[Some records]
+---+

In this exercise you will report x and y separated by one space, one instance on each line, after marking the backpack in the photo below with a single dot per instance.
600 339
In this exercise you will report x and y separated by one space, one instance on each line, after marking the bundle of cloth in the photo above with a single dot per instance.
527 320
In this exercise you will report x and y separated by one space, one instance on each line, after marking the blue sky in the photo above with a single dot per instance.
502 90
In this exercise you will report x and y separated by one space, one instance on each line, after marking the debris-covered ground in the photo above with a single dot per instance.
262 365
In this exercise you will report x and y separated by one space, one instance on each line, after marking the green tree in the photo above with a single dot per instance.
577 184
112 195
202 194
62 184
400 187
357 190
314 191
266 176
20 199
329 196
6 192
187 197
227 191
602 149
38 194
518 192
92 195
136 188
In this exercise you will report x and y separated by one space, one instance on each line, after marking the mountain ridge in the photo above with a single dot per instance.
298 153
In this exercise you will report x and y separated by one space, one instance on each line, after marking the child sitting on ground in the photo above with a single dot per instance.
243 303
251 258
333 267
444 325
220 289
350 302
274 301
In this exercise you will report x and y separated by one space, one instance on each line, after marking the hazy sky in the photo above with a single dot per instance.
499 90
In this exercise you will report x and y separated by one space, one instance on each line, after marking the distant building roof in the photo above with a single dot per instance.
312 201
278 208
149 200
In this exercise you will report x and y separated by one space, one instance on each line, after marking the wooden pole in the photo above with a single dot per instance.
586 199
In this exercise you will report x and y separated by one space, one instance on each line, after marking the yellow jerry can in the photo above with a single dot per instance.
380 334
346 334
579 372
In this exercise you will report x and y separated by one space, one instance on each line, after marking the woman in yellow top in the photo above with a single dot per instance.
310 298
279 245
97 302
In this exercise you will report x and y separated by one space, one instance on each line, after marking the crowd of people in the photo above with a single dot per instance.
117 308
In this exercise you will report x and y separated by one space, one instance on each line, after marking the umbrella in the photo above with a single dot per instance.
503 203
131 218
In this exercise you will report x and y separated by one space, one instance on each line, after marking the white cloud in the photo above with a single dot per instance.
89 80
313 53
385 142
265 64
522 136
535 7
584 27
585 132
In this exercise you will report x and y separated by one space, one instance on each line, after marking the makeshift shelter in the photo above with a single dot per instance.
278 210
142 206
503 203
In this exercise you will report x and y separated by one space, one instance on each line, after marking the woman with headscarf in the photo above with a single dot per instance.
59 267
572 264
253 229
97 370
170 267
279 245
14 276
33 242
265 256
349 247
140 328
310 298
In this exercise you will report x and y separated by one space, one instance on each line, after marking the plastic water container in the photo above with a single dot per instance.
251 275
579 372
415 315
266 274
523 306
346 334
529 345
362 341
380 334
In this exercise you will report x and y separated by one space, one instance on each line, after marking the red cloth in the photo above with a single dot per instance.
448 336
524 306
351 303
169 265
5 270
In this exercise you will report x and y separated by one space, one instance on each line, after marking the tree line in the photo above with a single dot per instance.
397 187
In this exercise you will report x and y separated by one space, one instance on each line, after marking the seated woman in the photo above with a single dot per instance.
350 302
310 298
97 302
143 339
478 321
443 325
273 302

+---+

All of the entries need to be reproduced exactly; please write them out.

In this exercise you will report x and y separated by one space, one instance on each line, after marking the backpack in the photo below with a single dot per instance.
600 339
In this exercise you will report x and y separated by one space, one instance on each line, after marking the bundle of cloth in the photo above with a single dot per instance.
527 320
In this exercise you will report x and y separated by one space, one instance on each line, after marking the blue sky in the photo above with a single dot per instance.
502 90
In this exercise you will report x and y separated by one space, one instance on each line, after marking the debris-covered ground in the photo above with a single dot per instance.
262 365
In this exercise you will report x and y separated by one space, one instance on each line, after marking the green tree in the photo above with a single dot per instance.
577 184
112 195
202 194
62 184
400 187
357 190
314 191
266 176
20 199
329 196
6 192
187 197
227 191
602 149
38 194
518 192
92 195
136 188
In this exercise you will report x and y separated by one space, one instance on each line, after marking the mountain ridge in the photo above with a single dot per instance.
298 153
In this exercise you will report x and y separated by one space, one instance on each line, after marking the child sitting on ground in the photo above with a single dot per instance.
243 303
251 258
333 267
444 325
220 289
350 302
274 301
In this exercise you will report x and y separated by one space, one instance on each line, after marking the hazy sky in the photo above with a single dot per instance.
499 90
In this exercise you will report x and y separated by one space, one instance on each line, after marking the distant building roof in the photo above with a single dot per instance.
312 201
278 208
149 200
In this exercise you will report x and y separated by one space, one instance on each line, after marking the wooden pole in the photo above with a single dot per instance.
586 199
In this exercise you will report x and y separated by one space, one instance on each line, after marking the yellow jerry can in the photo above with a single dot per instance.
380 334
346 334
579 372
In this exercise you will report x and y separated by one space, one instance on each line, after marking the woman in yellow top in the photo above with a single dot per instance.
310 298
279 245
97 302
In this exercise you will report x and y separated by one space, one instance on each line, after marking the crowd of people in the photo above with a single dot per instance.
117 308
In this exercise you will report x and y separated by one space, one instance on each line, after marking the umbrella in the photo above with a single dot per instance.
503 203
131 218
In this exercise you will report x and y separated by one space, one instance on each line, after marking the white cloud in the photo above with a single dot per instance.
89 80
313 53
385 142
265 64
522 136
535 7
584 27
585 132
In this exercise you will report x and y separated by one space, one instance on each line, after marking the makeshift shelter in the photo above with a single dot per instance.
278 210
142 206
503 203
In this exercise you will report x and y separated by one space, one instance on each line, after marking the woman with headscarf in the photo above with a single dot per instance.
59 267
572 264
253 229
97 370
170 267
279 245
14 276
33 242
265 256
349 247
140 328
310 298
In this exercise you will report x and y separated by one space, one instance on each line, after marking the plastic water container in the photo above with a single dot per instance.
251 275
579 372
415 315
266 274
523 306
346 334
529 345
362 341
380 334
In this exercise you will report x and y separated by one space, one instance on each line, after marking the red cloth in the photo above with a single dot per instance.
448 336
524 306
351 303
169 265
5 270
In this exercise you will report x and y separated by one space, one instance on each line, after marking the tree line in the photo above with a single dot per instance.
397 187
In this exercise you will report x and y separated by one space, one instance on each line, after marking the seated woman in the photo above with a single dot per instance.
350 302
310 298
97 302
143 339
478 321
443 325
273 302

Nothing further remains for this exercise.